■ EXCERPT PROVIDED:
Studies in the literature have estimated the depth of preparation for traditional monolithic ceramic systems needed to provide resistance to tensile stress of inner cementation surfaces under occlusal load to be approximately 1.5–2 mm [1, 3, 11]. With specific reference to for IPS e.max Press lithium disilicate ceramic, most manufacturers recommend a minimum thickness of 1.5 mm; however, such indications are mostly based on in vitro tests and do not ensure enforceable clinical results [12]. In recent years several studies have evaluated the resistance of minimum thicknesses of monolithic lithium disilicate IPS e.max Press restorations and have found that the reduction in thickness does not affect the material bending strength and warrants its use in preparations with minimal dental tissue removal (Table 1). The minimum thicknesses assessed in our study were below the 1.5 mm recommended by the traditional literature for ceramic restorations. In our study, we had removed 1.1 mm in the cusps and 0.7 mm at the fossa, yet no restoration fractures were observed. As to overlay thicknesses, 26% at the fossa were between 0.5 and 0.9 mm and 60% between 1 and 1.5 mm. In the cusps, the thicknesses were higher: only 13% and 20% for non-functional and functional cusps, respectively, were less than 1.5 mm. Preservation of residual tissues in long-term element survival—especially where caries or erosion have weakened the dental structure—is fundamental [8, 13] and entails fewer traumas and better prognosis [8]. A crucial and critical point about this concerns the occurrence of higher loading failure rate, as the supporting tooth structure is predominately made up by enamel, which has a higher elastic module compared with those of dentin [14, 15]. Disilicate adhesive cementation plays a key role in this context: enamel and lithium disilicate have a very similar elastic module (80 GPa—which rises to 91 GPa on the occlusal surface—and 95 GPa), and this allows to develop less tension stresses during chewing load, reducing the threat of ceramic fracture [16]. The fracture risk in thin restorations cemented on enamel is therefore comparable with thicker restorations cemented on dentin; moreover, enamel-cemented restorations show less mechanical complications over the years [17].

■ COLLECTED DATA:

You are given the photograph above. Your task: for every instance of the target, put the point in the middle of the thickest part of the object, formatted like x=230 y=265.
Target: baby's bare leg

■ ABOUT THIS EXERCISE: Write the next part of the passage on lithium disilicate restoration thickness, beginning after its final sentence. The data come from a source separate from the passage on lithium disilicate restoration thickness.

■ RESULT BELOW:
In an ideal tooth preparation, the aspect that needs most careful evaluation is the amount of dental structure removal required by the material being used. In addition to this, other important clinical criteria that need to be taken into account are residual tooth condition, esthetic and functional aspects, tooth orientation, and occlusion rehabilitation planning.

In most of the preparations analyzed in our study, the amount of dental tissue removed is less than or equal to 1 mm, according to minimum invasive criteria.

However, overlay thicknesses analyzed in our study did not match only the amount of dental tissue removed, but they also depended on required occlusal increase, which we had calculated during the treatment planning phase in order to reestablish a correct occlusal relationship, or an occlusal vertical dimension (OVD) decreased due to dental abrasion [18]. To gain further insight on the matter, in fact we further analyzed our restorations and determined different thickness ratios. On the non-functional cusps, the percentage of tooth removal needed was 48% for ceramic thickness and 52% for occlusal increase; on the functional cusps and the central fossa, the values of dental tissue removed and occlusal increase were, respectively, 47% and 53% in both cases. This explains how the need for obtaining an occlusal increase allows the clinician to carry out more conservative preparations, maintaining the structure of the dental elements and performing adhesion in the enamel.

Conclusions

Lithium disilicate IPS e.max Press confirmed to be a reliable material for monolithic restorations yielding a highly satisfying survival at 32 months. Its biomechanical characteristics allowed us to work on minimal thicknesses values of 0.7 mm without affecting the strength.

Future studies extending the follow-up period could be useful to assess the mechanical behavior in these conservative restorations over time and evidence any changes in esthetic performances.